• [STATED TASK]: Identify every line of the material below that contains the string "clasped", matching case exactly, and copy each of those lines.

Dataset excerpt:
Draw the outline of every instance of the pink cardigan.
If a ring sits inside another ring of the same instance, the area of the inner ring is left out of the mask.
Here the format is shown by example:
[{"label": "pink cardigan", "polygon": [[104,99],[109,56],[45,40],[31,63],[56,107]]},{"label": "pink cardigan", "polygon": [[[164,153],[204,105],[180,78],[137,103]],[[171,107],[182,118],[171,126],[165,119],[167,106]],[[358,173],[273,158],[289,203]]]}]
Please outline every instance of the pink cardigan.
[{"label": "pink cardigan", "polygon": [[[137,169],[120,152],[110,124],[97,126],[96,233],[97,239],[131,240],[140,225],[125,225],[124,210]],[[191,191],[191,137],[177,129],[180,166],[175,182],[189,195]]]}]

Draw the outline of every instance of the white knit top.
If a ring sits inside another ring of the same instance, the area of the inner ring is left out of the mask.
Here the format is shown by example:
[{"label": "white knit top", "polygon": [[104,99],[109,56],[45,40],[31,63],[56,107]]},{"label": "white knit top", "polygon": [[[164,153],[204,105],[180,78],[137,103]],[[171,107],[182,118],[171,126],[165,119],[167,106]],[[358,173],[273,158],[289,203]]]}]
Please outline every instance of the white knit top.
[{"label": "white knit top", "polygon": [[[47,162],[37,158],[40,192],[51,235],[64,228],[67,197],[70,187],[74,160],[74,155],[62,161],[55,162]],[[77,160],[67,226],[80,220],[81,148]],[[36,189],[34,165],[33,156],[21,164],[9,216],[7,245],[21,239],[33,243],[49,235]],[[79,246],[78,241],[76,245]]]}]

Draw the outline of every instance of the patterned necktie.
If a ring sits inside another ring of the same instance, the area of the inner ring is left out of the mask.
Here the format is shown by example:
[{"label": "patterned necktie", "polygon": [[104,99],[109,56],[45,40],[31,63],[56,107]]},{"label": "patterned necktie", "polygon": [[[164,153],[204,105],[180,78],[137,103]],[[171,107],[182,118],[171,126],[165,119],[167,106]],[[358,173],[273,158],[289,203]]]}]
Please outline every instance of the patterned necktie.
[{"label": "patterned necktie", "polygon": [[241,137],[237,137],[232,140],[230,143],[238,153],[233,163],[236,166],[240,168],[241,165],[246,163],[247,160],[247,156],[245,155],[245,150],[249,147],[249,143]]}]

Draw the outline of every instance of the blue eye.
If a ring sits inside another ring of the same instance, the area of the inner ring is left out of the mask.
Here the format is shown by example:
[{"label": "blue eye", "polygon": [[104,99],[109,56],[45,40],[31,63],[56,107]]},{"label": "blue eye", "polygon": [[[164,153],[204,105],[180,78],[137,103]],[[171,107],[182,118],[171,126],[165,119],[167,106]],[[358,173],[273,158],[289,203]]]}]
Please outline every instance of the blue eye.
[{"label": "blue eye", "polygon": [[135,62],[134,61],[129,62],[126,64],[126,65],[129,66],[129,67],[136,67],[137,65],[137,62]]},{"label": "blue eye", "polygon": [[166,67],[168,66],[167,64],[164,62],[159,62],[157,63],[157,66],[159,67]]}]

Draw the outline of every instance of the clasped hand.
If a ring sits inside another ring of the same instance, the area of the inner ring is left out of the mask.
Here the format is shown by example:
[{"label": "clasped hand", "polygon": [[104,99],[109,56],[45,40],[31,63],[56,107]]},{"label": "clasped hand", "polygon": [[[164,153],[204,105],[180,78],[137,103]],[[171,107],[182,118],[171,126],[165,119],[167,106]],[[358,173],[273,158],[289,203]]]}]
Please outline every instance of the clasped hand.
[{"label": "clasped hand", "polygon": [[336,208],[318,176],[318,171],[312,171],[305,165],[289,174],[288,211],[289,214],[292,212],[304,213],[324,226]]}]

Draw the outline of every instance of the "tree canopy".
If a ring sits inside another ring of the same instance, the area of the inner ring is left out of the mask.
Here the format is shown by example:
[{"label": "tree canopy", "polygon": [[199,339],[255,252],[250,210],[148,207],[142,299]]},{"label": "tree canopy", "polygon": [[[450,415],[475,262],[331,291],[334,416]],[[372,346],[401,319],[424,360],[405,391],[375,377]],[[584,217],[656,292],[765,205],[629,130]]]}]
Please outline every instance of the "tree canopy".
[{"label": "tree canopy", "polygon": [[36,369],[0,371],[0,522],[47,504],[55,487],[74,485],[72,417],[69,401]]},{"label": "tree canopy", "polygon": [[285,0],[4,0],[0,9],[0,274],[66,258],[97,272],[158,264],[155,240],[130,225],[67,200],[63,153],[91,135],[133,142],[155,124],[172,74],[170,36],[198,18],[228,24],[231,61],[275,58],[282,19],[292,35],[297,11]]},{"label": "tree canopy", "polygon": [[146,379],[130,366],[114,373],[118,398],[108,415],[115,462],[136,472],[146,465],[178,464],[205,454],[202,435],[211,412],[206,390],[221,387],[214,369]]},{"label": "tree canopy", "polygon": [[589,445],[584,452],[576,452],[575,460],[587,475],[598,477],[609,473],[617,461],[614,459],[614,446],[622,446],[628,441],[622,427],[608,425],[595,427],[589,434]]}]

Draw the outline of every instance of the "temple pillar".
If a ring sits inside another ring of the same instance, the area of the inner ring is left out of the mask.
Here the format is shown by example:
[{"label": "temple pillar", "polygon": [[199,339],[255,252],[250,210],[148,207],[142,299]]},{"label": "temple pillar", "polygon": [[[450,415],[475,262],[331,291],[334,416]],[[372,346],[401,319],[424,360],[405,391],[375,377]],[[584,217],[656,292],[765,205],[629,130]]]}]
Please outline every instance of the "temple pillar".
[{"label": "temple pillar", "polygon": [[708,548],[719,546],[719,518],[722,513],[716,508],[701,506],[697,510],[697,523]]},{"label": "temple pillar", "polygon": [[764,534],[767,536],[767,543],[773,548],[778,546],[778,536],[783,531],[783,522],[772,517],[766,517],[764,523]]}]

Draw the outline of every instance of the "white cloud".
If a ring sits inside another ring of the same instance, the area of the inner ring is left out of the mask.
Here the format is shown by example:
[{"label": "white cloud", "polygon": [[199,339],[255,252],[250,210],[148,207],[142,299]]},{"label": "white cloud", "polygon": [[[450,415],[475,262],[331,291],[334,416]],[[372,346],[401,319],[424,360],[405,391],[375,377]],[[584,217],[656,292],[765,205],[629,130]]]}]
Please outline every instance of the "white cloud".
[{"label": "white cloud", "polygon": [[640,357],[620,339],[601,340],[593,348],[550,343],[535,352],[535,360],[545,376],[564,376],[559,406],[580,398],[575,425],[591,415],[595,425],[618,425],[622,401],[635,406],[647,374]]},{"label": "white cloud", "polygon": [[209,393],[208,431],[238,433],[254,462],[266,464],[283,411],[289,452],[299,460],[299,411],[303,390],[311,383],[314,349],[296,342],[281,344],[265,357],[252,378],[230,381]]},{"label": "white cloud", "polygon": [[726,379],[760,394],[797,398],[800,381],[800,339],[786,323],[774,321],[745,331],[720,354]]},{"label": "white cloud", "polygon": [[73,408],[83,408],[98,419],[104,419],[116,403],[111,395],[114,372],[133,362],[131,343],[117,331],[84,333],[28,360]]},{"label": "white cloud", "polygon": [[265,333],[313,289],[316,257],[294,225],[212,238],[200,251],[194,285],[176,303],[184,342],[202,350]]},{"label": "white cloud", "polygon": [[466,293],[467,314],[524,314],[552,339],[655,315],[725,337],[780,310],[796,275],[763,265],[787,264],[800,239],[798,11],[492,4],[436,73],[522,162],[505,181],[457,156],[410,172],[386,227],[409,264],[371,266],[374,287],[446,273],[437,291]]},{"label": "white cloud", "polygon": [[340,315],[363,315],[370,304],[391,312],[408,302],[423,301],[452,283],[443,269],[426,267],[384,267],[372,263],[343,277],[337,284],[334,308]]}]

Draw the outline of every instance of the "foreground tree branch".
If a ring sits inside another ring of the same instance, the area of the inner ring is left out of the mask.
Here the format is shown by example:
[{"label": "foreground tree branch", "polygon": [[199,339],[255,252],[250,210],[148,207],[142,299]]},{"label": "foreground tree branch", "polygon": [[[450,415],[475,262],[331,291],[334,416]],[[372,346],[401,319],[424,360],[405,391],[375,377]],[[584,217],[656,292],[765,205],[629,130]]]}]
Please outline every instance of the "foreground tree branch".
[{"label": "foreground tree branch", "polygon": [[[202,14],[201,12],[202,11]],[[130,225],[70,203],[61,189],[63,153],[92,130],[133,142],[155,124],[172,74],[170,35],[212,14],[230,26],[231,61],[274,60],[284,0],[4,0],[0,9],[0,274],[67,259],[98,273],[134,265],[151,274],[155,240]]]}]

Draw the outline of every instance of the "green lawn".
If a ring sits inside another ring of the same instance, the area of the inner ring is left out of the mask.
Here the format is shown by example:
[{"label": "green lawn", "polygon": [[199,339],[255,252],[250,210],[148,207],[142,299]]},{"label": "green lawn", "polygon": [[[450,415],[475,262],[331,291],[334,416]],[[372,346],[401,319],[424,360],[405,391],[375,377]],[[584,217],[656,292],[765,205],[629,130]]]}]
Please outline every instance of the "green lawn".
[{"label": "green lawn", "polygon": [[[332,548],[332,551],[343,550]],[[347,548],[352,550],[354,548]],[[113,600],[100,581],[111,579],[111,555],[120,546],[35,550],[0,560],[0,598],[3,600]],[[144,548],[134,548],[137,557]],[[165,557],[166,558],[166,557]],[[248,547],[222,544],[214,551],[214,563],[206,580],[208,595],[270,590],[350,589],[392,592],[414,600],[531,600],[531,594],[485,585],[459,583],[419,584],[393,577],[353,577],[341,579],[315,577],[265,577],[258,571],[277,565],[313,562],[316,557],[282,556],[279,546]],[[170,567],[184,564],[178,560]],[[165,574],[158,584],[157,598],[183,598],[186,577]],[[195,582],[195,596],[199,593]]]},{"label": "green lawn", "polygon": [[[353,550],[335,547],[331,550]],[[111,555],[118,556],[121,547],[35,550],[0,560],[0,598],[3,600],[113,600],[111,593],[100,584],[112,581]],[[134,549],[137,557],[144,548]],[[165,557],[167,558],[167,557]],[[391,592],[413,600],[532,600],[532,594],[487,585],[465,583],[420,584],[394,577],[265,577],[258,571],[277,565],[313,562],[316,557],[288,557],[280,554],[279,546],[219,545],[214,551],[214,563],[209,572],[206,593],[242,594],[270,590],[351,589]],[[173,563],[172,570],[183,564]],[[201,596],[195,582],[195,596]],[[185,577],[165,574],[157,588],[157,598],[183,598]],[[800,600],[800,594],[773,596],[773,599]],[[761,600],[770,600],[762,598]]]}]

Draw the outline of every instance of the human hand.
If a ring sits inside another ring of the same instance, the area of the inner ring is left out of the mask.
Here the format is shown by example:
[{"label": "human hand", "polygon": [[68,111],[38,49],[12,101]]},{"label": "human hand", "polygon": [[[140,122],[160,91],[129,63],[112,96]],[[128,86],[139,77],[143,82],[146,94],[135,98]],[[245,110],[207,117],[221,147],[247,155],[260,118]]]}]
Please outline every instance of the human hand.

• [FULL ANSWER]:
Draw the outline of every instance of the clasped hand.
[{"label": "clasped hand", "polygon": [[104,99],[109,56],[45,40],[31,63],[56,107]]},{"label": "clasped hand", "polygon": [[[164,153],[204,105],[180,78],[137,103]],[[171,107],[182,118],[171,126],[165,119],[167,106]],[[358,173],[273,158],[289,203]]]}]
Please outline every instance of the clasped hand.
[{"label": "clasped hand", "polygon": [[336,208],[318,176],[318,171],[312,171],[305,165],[289,174],[288,211],[289,214],[292,212],[304,213],[324,226]]}]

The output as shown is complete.